* _YOUR GOAL_
Could you copy out the entries starting at the line containing "the ship door" and ending with the last entry, keeping the requests, but with every coordinate in the answers shifted by -28? Give only those lines.

[START]

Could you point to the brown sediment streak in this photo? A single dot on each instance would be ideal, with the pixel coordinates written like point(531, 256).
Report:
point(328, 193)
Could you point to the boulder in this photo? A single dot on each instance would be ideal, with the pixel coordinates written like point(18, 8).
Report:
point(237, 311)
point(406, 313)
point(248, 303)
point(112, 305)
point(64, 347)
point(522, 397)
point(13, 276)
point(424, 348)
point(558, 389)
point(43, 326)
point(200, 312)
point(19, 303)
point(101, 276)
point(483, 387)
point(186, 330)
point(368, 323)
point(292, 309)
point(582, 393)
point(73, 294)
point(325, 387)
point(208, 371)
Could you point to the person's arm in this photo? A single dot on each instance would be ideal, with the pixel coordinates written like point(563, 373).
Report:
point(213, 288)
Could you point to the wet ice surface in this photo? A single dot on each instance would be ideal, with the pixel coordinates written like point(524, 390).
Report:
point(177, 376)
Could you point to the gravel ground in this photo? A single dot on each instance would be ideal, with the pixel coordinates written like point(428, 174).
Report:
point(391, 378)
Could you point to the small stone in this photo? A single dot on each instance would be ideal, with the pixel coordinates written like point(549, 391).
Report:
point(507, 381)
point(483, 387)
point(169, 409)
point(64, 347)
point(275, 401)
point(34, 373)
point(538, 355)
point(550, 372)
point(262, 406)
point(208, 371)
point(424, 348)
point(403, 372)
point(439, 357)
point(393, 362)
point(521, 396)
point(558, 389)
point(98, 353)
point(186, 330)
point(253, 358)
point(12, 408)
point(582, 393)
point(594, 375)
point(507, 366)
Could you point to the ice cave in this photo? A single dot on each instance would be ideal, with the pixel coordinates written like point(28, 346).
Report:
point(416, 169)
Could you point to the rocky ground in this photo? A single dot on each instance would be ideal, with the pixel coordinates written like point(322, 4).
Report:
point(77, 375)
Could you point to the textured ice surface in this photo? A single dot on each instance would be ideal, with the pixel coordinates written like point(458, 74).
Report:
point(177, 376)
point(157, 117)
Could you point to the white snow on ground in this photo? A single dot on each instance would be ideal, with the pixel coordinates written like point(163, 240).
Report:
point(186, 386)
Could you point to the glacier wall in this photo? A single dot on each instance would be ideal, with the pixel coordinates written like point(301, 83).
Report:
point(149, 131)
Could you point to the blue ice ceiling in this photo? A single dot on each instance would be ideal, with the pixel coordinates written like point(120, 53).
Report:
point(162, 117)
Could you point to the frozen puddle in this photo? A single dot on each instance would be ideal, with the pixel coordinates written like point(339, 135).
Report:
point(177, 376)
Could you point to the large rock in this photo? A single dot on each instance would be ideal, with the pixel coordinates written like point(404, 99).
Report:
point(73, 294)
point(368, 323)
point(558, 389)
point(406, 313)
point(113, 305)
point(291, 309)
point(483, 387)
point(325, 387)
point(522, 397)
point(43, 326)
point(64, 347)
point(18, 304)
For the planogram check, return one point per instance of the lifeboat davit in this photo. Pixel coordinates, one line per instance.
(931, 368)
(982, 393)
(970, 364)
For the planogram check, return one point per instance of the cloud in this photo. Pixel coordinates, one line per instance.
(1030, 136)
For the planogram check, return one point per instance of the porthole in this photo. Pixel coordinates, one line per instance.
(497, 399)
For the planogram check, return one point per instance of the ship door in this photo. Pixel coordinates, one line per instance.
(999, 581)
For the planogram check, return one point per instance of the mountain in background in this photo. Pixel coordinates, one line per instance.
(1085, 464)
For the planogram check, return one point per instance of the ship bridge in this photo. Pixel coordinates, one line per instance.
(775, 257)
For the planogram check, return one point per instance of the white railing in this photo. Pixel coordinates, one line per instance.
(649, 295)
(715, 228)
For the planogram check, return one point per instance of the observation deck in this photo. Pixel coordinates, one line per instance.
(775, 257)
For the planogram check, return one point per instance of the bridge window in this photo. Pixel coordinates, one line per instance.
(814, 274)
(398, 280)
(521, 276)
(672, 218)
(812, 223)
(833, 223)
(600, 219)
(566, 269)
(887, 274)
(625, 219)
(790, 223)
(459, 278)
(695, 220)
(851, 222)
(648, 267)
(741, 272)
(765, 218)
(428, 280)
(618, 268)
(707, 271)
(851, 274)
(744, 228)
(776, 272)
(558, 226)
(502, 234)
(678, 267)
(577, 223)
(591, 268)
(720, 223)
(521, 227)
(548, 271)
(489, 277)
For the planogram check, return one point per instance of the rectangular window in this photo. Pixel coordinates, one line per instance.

[END]

* _EXERCISE OUTPUT_
For the planogram check, return one point per instance of the ship door in this photo. Pixel coordinates, one line per instance.
(971, 553)
For the planogram check, return one point per instance of the mountain in background in this photo. Pixel coordinates, one line per instance.
(1057, 436)
For the planogram check, return one point per instance of the ship bridge in this photo. Pixel coordinates, one line per instance.
(747, 229)
For the planogram check, return one point per instance of the white railing in this photo. Pixel coordinates, one line per instance.
(621, 267)
(687, 200)
For the planogram check, return one point per instance of the observation deck in this photo. Pixel coordinates, one line per instance.
(747, 229)
For the planogram check, return one point per instance of the bridge window in this photo. Pixel coordinates, one line per instance.
(786, 246)
(370, 252)
(493, 248)
(644, 190)
(784, 195)
(805, 195)
(572, 191)
(538, 241)
(859, 246)
(597, 191)
(762, 195)
(431, 250)
(667, 192)
(823, 194)
(620, 239)
(713, 244)
(737, 190)
(400, 252)
(590, 240)
(679, 243)
(823, 246)
(716, 200)
(748, 244)
(530, 198)
(474, 206)
(650, 239)
(549, 195)
(563, 240)
(692, 195)
(493, 199)
(520, 243)
(461, 249)
For the planogram check, return one point per instance of the rectangular window in this photo. Pixel coordinates, one line per instance.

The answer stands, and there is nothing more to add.